→ **WHAT IS BEING ASKED**
Below are some records. Pull every line that contains the word "reflection".

-- TASK MATERIAL follows --

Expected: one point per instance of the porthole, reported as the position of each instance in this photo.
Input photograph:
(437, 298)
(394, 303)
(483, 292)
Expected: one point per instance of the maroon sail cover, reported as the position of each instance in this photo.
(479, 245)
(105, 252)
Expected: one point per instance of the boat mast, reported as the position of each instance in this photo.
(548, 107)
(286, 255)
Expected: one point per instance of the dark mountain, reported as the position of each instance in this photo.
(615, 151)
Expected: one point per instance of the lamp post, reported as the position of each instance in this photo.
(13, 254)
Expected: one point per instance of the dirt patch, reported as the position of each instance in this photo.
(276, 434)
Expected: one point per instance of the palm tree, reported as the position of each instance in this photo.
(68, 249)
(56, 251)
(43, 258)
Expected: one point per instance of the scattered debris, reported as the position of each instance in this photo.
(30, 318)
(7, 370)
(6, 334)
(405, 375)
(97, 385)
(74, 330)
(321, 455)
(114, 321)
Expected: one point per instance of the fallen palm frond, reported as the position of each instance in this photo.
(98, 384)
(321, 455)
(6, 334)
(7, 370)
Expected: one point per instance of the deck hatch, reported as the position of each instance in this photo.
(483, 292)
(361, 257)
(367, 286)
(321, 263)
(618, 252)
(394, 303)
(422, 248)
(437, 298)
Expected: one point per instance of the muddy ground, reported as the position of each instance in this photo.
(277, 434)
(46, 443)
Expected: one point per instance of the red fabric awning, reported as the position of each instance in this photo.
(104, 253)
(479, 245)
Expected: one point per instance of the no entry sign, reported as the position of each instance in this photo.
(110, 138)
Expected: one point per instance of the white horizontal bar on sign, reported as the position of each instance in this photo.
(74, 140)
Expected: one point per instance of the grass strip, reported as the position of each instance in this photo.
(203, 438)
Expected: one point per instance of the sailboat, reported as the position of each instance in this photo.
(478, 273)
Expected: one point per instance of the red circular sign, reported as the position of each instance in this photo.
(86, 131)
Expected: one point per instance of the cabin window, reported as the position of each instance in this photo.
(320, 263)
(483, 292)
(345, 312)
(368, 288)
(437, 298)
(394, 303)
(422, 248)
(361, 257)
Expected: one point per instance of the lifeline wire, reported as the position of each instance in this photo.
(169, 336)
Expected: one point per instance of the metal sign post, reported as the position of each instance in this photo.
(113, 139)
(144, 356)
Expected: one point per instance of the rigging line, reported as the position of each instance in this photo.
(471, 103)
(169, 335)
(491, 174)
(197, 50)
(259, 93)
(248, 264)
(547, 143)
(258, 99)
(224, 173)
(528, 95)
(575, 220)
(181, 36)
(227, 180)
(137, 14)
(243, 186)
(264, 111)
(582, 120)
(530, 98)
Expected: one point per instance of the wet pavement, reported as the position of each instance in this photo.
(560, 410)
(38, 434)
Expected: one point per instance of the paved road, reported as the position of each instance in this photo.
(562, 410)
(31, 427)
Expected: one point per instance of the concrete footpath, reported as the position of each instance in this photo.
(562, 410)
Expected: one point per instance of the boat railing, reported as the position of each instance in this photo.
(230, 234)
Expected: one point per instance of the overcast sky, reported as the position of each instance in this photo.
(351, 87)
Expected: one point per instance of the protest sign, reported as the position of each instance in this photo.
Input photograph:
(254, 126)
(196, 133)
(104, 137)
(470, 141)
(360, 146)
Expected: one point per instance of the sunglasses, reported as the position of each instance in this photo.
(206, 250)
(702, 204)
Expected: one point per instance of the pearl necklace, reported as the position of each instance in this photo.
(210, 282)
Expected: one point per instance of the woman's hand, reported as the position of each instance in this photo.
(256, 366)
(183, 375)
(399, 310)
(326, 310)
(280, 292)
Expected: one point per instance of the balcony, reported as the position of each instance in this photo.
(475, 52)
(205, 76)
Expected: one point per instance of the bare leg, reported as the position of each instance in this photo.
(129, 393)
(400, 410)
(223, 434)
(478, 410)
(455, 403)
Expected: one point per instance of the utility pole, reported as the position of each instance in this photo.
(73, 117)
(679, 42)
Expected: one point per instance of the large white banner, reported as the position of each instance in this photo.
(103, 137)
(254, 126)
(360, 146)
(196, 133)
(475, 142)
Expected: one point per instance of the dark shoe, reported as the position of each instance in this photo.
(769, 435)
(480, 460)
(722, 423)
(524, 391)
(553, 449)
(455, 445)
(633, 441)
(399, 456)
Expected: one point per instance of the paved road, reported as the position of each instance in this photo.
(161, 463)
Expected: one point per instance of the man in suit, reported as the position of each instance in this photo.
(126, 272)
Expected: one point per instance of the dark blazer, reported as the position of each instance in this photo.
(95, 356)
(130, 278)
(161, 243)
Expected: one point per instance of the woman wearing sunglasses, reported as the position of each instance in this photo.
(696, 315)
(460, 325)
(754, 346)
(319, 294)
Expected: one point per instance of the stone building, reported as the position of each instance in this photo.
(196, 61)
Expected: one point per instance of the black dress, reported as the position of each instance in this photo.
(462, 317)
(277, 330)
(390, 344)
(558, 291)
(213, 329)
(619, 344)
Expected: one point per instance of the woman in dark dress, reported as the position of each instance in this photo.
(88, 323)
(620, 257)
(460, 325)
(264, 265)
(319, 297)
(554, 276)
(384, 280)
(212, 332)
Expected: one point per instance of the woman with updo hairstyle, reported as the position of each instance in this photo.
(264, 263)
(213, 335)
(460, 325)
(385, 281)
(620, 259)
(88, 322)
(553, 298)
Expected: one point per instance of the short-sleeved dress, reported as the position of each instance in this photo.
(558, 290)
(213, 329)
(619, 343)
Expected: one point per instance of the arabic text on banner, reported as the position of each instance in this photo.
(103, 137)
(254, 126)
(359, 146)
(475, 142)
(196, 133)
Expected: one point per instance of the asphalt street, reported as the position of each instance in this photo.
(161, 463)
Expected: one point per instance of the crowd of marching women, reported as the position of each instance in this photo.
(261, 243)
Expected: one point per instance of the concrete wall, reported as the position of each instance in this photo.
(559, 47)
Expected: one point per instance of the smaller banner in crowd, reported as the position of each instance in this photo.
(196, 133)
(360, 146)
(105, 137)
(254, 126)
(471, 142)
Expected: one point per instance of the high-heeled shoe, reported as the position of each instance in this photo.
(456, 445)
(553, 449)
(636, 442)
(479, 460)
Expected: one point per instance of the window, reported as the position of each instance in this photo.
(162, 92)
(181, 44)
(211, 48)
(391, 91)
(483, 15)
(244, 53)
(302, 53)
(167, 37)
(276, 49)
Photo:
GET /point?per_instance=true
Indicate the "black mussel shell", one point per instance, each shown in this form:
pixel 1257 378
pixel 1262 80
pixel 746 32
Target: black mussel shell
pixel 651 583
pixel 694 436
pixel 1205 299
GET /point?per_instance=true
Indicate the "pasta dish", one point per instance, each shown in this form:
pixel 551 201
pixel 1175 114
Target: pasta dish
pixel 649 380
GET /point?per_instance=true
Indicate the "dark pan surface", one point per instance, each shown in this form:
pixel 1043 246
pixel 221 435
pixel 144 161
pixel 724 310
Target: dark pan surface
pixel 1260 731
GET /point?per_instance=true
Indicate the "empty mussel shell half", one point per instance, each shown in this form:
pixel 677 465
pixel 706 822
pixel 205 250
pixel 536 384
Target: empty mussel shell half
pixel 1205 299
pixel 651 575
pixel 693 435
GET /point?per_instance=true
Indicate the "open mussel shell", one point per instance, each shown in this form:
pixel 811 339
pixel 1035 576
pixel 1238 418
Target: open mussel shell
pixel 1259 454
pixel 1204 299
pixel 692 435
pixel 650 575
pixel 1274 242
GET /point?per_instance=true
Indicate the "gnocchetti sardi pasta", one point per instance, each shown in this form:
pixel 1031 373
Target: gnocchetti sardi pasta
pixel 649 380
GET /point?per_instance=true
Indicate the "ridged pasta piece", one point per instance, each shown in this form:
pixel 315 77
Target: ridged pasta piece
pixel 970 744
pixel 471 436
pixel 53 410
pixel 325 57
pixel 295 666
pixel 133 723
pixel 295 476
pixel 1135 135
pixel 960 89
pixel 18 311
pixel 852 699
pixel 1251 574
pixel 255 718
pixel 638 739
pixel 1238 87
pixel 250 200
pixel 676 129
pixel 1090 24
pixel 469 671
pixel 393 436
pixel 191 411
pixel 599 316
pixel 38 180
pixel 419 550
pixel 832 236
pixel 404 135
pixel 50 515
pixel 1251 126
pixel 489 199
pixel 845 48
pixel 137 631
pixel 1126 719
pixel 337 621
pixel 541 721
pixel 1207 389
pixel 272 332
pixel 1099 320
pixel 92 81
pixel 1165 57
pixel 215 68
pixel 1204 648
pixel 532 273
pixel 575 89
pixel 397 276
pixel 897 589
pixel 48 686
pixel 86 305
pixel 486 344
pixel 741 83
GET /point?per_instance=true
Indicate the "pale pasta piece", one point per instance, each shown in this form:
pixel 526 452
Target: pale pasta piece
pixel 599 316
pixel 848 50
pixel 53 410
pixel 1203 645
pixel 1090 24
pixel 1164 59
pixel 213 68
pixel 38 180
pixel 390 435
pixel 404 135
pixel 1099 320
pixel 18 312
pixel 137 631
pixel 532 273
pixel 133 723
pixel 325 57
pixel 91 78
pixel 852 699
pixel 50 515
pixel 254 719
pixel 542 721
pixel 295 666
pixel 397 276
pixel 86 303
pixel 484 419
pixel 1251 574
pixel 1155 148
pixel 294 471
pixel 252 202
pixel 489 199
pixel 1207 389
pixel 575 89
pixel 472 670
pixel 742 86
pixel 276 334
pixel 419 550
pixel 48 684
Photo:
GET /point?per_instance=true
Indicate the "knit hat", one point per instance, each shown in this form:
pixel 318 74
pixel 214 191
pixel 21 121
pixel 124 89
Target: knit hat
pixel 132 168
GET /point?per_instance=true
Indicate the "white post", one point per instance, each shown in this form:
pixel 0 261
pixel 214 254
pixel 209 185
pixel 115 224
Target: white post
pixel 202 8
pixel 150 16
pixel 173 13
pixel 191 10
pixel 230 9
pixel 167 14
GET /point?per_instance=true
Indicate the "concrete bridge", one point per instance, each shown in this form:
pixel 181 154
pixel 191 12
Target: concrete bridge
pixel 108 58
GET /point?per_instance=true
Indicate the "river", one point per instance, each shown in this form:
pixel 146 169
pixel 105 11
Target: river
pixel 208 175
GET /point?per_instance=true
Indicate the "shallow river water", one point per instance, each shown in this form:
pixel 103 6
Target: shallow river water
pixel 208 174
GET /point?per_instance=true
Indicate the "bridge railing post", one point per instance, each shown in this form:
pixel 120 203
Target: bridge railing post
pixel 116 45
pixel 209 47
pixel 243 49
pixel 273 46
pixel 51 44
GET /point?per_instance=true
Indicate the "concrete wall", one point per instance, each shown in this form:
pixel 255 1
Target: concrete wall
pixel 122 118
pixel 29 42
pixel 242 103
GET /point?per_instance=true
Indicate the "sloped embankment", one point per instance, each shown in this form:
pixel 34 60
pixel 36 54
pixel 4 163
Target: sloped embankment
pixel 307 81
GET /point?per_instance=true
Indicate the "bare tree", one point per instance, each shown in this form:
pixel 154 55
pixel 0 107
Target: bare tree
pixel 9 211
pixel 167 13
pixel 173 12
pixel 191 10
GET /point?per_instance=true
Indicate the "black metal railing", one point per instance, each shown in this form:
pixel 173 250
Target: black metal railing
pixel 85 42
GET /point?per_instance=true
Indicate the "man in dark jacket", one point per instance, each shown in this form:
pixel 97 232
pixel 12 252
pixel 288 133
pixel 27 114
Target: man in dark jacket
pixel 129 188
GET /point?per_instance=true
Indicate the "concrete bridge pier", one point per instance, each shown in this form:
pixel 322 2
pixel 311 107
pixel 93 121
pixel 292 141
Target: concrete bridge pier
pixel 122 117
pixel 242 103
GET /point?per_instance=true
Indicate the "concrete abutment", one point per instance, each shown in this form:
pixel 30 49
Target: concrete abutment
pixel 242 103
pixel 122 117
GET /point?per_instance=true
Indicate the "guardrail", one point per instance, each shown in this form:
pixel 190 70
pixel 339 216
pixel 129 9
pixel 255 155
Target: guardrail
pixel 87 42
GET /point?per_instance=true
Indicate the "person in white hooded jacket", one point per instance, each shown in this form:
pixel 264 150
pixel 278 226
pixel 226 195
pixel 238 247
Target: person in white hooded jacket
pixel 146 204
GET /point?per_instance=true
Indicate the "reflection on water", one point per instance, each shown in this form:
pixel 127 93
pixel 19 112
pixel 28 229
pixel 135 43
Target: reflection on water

-- TASK MATERIAL concluded --

→ **RESULT BELOW**
Indicate the "reflection on water", one point per instance, each shown in this form:
Target: reflection on water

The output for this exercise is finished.